#### [THINGS TO DO]
a – Do these statements agree with the passage on network anomaly detection? Answer yes or no for each, and quote the deciding words of the passage. (i) A degraded cell is the easiest type of cell outage to detect. (ii) Network operators can see a sleeping cell through traditional alarms. (iii) A crippled cell still serves a few users.
b – Answer these questions from the passage on network anomaly detection:
(i) What does RCI stand for?
(ii) What are the three types of cell outage?
(iii) In the Huawei O&M evolution model, what are risks mainly attributed to?
c – What is the Spanish translation of this sentence from the passage on network anomaly detection: "A degraded cell can carry network traffic, but not as much as a correctly functioning cell."

═════ PASSAGE FOR REVIEW ═════

Network Anomaly Detection is the action of finding behaviors in network traffic which do not conform to expected patterns. These nonconforming behaviors may indicate threat impact, equipment performance degradation, security and intrusion detection or attack blockers when the anomalies are detected in the network in the early stages. Security measures need therefore the ability to proactively detect network anomalies and detect unknown network behaviors without using any signatures, labeled traffic, or training.
Root Cause Isolation (RCI) is the process of identifying the source of anomalies (potentially problems) in a system using only data observation. Many OSS systems and NOCs suffer from a common problem: when the network fails to function correctly, it is often difficult to determine which part is the source of the problem.
In current network systems, by monitoring certain thresholds, warnings and alarms are triggered to indicate an incident in the network. The domain experts then manually investigate the reports starting with the most critical ones. The process of resolving network incidents requires significant comprehensive knowledge about network architecture, its elements, and their capabilities. It is more effective to use a patented unsupervised approach to measuring distances between any individual entity (such as a cell, or a KPI) and behaviors either previously identified and labeled as abnormal, or automatically learned as a deviation from the normal expected behavior. This method avoids long post-mortem investigation times.
The fundamental challenge is that the symptoms of failure often manifest as end-to-end failures in the operation of the system, without causing obvious failures in the system components; noticing that something has gone wrong does not necessarily provide information about where to look to fix it.
In general, cell outage takes place due to multiple reasons, such as hardware or software failures (including misconfigurations or software bugs) or even environmental changes. Usually, the detection of a malfunctioning cell is performed through the analysis of alarms, KPIs, or in many cases, multiple customer complaints. Generally, cell outage is classified into three types: degraded, crippled, or catatonic.
Due to its complexity and ambiguous behavior, the most difficult to detect is a degraded cell. A degraded cell can carry network traffic, but not as much as a correctly functioning cell. A crippled cell is characterized by severely degraded performance but still provides a service to a few users. A cell which experiences complete inoperability is referred to as a catatonic cell. A sleeping cell is a cell degraded type, which is invisible for network operators through traditional alarms. This peculiarity makes a sleeping cell problem a very challenging task.
The root-cause analysis involves an automatic investigation of problem KPIs and diagnosis regarding failure reasons through the automation of the diagnosis process by creating models per cell, KPI and area to identify the component leading the anomaly.
Not every indicator of compromise turns out to be an attack, and a challenge for threat intelligence is to reduce the number of false positives to a manageable level and to those that really warrant investigation.
In the Huawei O&M evolution model, risks are attributed mainly to manual input as part of the conventional O&M approach. In addition to monitoring system discovery and expert identiﬁcation, digital O&M automatically identiﬁes risks during O&M activities and triggers risk management. For example, PMI items are directly generated for non-compliance items found during electronic PMI (rules can be deﬁned in the PMI template). This approach in which the O&M security depends on the DCIM system prevails over the conventional approach in which the O&M security depends on the O&M team’s expertise and a sense of accountability. AI is particularly gaining traction in terms of device fault prediction and ‘proactive’ maintenance. Effective sample data and human experience can be used to quickly train a fault prediction model with high accuracy. Device faults can be predicted and routine PMI and maintenance become more targeted. Ever-improving prediction accuracy may eventually eliminate the need for routine manual O&M.

═════ MATERIAL PROVIDED ═════

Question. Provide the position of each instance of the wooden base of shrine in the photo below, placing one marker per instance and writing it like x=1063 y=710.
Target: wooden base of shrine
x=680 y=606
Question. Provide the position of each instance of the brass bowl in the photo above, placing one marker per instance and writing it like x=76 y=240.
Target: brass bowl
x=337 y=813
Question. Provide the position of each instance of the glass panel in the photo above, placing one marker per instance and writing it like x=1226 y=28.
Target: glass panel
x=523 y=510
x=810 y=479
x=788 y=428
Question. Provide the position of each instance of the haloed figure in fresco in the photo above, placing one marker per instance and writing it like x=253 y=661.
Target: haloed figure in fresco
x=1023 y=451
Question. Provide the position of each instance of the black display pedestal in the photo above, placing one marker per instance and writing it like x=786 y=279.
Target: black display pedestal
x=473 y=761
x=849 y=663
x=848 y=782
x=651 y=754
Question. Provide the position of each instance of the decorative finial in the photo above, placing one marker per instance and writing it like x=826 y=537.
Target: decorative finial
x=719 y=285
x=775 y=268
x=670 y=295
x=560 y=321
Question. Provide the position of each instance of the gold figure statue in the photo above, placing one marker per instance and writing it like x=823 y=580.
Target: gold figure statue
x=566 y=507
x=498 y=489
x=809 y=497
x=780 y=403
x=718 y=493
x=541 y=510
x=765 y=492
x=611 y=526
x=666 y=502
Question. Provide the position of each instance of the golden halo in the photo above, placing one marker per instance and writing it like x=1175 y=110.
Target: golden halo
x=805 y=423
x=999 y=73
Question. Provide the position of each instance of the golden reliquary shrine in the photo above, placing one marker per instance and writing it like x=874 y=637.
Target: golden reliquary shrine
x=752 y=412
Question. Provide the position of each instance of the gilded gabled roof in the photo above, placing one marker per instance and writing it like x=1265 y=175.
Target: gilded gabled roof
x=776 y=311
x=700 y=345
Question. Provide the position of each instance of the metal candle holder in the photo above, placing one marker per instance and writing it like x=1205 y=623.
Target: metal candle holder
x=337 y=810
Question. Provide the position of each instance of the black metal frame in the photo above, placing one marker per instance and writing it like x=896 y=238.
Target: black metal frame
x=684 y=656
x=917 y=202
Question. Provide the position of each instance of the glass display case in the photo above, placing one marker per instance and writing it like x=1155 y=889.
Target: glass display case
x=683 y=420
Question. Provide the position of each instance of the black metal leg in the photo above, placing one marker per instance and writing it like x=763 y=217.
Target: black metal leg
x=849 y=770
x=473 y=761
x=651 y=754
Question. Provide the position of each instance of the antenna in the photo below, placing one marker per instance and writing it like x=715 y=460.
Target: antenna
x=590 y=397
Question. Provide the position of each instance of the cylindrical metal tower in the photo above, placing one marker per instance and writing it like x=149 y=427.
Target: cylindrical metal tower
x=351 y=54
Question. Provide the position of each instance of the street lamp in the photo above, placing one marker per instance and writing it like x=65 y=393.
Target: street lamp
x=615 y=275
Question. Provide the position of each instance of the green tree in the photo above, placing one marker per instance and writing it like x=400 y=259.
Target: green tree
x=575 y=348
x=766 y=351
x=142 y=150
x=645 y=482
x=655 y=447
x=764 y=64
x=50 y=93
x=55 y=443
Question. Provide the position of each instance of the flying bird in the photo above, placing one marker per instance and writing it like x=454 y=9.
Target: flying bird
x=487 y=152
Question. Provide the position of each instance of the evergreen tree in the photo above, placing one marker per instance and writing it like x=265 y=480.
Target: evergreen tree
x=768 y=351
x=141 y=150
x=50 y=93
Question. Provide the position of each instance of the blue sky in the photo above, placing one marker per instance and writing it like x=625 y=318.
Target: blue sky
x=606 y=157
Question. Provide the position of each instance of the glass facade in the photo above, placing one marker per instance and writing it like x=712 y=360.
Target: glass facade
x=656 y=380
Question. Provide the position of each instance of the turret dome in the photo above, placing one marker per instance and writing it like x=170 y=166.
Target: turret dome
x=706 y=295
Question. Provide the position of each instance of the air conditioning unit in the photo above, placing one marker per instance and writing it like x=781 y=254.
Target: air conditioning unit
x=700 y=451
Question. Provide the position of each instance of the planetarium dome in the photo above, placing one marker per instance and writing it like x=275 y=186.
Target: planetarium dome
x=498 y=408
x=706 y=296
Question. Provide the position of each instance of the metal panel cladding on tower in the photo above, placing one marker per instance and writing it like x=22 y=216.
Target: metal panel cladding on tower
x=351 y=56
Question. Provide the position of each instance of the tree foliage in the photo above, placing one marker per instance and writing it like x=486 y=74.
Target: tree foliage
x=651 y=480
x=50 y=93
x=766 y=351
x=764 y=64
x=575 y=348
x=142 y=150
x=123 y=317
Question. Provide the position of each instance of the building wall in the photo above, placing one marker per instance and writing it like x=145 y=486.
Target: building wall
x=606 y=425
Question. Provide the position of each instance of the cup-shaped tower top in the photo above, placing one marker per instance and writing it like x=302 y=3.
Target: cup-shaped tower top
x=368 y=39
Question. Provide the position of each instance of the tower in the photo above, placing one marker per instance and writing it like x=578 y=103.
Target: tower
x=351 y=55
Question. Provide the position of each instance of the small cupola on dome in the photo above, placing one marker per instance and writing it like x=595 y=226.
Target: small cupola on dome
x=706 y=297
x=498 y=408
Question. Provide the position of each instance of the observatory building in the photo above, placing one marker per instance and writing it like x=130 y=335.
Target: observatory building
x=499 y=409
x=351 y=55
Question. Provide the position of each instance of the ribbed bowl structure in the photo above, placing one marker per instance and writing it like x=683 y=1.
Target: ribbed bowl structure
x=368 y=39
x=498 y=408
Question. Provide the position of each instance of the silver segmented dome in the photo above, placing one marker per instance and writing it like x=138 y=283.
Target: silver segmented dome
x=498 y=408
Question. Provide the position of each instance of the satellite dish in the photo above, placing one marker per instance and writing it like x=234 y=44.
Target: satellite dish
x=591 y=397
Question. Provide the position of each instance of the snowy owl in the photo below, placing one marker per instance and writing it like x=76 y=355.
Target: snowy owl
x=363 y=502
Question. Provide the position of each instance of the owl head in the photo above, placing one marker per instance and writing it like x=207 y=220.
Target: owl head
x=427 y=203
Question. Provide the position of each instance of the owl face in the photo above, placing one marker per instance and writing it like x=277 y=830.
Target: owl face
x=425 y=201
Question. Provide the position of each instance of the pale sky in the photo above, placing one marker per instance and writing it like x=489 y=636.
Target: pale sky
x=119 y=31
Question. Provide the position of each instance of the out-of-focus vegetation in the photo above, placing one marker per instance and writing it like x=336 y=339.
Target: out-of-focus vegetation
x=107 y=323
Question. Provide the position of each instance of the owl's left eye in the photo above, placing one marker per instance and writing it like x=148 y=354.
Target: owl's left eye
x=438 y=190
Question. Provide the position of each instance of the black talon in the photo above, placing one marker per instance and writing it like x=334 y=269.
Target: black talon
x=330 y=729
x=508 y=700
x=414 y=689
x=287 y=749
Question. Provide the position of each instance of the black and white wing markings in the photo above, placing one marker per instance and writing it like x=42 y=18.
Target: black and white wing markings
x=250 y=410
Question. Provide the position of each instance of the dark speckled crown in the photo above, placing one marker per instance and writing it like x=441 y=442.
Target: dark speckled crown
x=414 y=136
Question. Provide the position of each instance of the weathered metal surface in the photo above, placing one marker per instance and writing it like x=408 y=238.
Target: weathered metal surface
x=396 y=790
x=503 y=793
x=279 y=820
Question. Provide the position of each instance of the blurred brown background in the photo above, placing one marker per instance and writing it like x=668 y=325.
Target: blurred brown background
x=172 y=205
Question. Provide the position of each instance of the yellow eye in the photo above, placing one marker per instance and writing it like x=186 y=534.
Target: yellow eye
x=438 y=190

═════

#### [OUTPUTS FOR THE TASKS]
a –
(i) No: "the most difficult to detect is a degraded cell."
(ii) No: "which is invisible for network operators through traditional alarms."
(iii) Yes: "still provides a service to a few users."

b –
(i) Root Cause Isolation
(ii) Degraded, crippled, and catatonic
(iii) Manual input as part of the conventional O&M approach

c – Una celda degradada puede transportar tráfico de red, pero no tanto como una celda que funciona correctamente.